Source passage:
The bd create commands are generated internally but NOT shown during review. They are executed only after the user approves.
Command template (internal):
bd create "{task title}" \
--description="{full description with all per-task elements}" \
--spec-id="openspec/changes/{name}/specs/{capability}.md#{requirement-name}" \
--label skeleton \
--parent {epic} -p P1 --json
Legacy mode
## Beads Import: {topic}
Source: docs/plans/YYYY-MM-DD-{topic}-design.md
### Epic: {epic-name}
#### 1. {task-title}
**Done when:** {outcome}, **not when** {false proxy}.
**Fails if:** {failure mode}
**Not in scope:** {boundary}
### Dependencies
{task 1} blocks {task 2} because {reason}.
Command template (internal):
bd create "{task title}" \
--description="{full description with all per-task elements}" \
--parent {epic} -p {priority} --json
Molecule Integration
When invoked as part of a mol-feature molecule, the molecule ID will be in the conversation context from the molecule-awareness rule. Use bd mol show {molecule-id} to find the root epic ID.
- Parent epic: Create all tasks as children of the molecule's root epic.
- Skeleton tasks: These correspond to the
execute-skeleton step of the molecule. Label them skeleton and P1 so the molecule-awareness rule can identify them.
- Remaining tasks: These correspond to the
execute-full step. They are created but not started until the skeleton gate passes.
- Do NOT create the molecule or manage gates. The molecule-awareness rule handles gate resolution. This skill only creates the task graph.
Spec-ID Convention
The --spec-id value is a structural reference embedded in the bd create command. It uses the full path from the project root to the spec file, with a fragment for the requirement name:
openspec/changes/{change-name}/specs/{capability-name}.md#{requirement-name}
Where:
{change-name} is the openspec change directory name
{capability-name} is the kebab-case filename from specs/
{requirement-name} is the requirement heading from within that spec file
The path is relative to the project root (from git rev-parse --show-toplevel), ensuring correct resolution in worktrees.
If a task satisfies multiple requirements, use the primary requirement for --spec-id and list all in the description.
Rapid schema
Rapid changes have no specs/ directory. Use the design doc as the reference:
openspec/changes/{change-name}/design.md#walking-skeleton
Enforcement Rules
The skill refuses to finalize the breakdown if any of these checks fail. All per-task element definitions are in the Per-Task Requirements section above.
- Missing per-task elements. Every task must have all three standing elements: acceptance criteria, failure mode, scope boundary. (See Per-Task Requirements.)
- Ambiguity check. For each task, re-read it as if you had no context from this conversation. What is the first thing a fresh agent would get wrong? If a misinterpretation can be named, revise the task description until it cannot. If the ambiguity cannot be resolved by revising the description, surface it to the user: "Task '{title}' has an unresolvable ambiguity: {description}. Split it or add context." This is an internal pre-publish check: resolved ambiguities produce no output; only unresolvable ones are surfaced.
- Non-goal coverage. For each non-goal (from
proposal.md or design doc), at least one task must reference it in "Not in scope." If a non-goal has no corresponding task boundary, add one.

Dataset excerpt:
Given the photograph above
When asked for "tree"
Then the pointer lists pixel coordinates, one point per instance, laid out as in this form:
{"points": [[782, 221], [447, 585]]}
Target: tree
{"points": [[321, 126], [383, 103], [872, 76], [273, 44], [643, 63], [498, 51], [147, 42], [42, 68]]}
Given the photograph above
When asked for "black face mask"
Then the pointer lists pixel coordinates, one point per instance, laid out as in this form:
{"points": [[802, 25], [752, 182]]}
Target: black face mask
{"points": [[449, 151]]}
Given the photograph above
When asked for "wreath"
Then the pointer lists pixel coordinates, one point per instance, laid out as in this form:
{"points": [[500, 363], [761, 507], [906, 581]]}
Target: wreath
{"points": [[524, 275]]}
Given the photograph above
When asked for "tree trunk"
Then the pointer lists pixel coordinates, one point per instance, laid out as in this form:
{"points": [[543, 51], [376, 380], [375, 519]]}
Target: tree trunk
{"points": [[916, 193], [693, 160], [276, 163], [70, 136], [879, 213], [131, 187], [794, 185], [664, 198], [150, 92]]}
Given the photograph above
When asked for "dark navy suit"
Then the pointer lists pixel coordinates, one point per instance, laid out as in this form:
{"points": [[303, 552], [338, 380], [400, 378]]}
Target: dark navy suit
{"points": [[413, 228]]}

Task to carry out:
Answer these questions using the bd create guidelines.
1. When are the bd create commands executed?
2. For Rapid changes, which path serves as the reference?
3. What three standing elements must every task have?

Finished exercise:
1. Only after the user approves.
2. openspec/changes/{change-name}/design.md#walking-skeleton
3. Acceptance criteria, failure mode, and scope boundary.